Please state how many lines in the records that follow include "task", with no other output.
Data extracts Start Marker
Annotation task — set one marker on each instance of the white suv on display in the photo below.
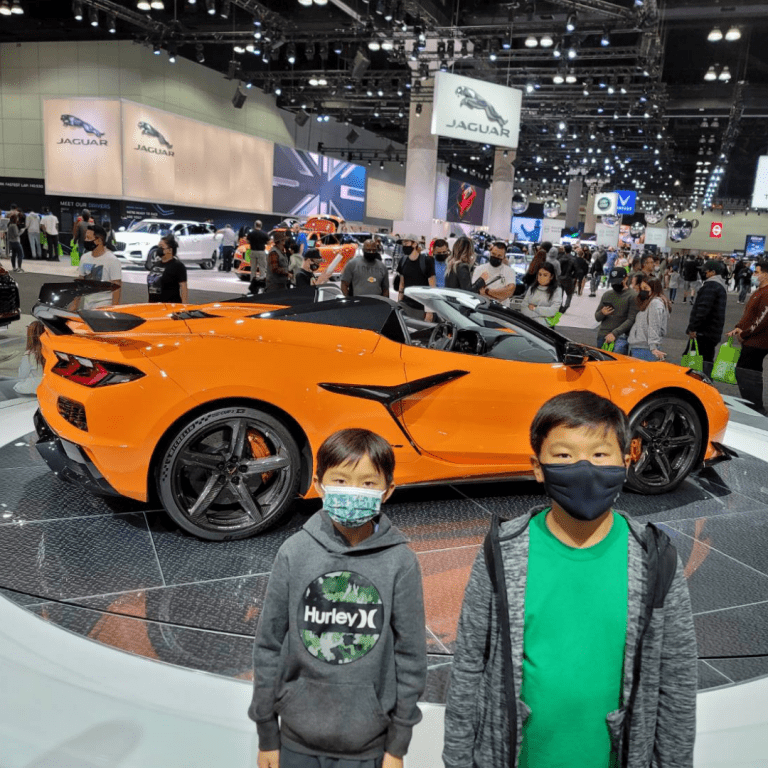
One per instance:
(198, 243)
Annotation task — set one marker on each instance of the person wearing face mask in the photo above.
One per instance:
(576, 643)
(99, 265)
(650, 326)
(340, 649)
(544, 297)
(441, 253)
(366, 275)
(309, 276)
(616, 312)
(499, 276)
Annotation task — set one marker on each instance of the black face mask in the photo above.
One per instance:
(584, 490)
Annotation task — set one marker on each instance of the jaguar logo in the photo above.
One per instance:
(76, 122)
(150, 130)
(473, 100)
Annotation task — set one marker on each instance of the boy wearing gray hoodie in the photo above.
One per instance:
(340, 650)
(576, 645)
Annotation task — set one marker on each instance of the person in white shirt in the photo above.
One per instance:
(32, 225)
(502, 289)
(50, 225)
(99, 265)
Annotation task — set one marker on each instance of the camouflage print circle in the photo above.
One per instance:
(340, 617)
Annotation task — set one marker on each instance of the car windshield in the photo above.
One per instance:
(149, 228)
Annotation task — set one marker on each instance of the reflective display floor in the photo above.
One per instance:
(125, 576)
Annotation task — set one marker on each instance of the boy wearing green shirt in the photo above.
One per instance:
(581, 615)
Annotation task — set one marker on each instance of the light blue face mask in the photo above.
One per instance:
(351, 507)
Data extracts End Marker
Data extracts Start Marker
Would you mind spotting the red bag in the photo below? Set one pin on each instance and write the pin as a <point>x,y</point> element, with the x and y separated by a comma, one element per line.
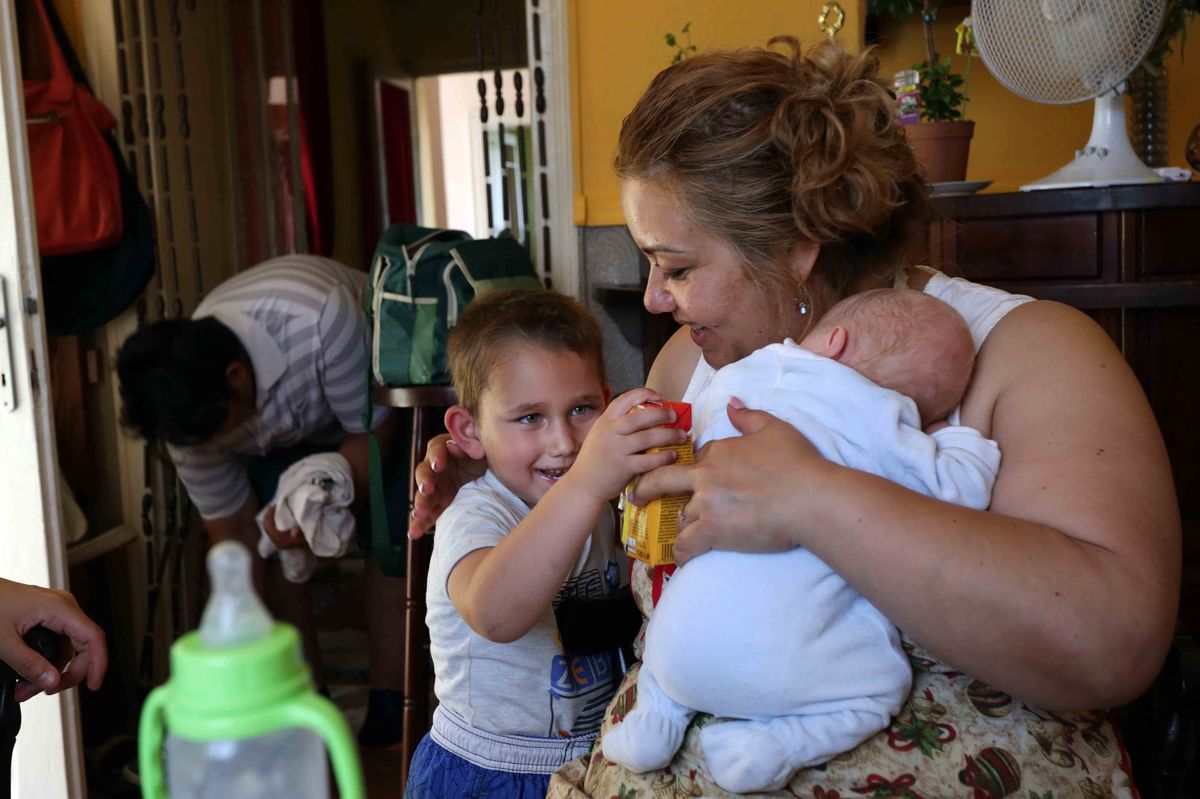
Data extracts End Marker
■ **Answer**
11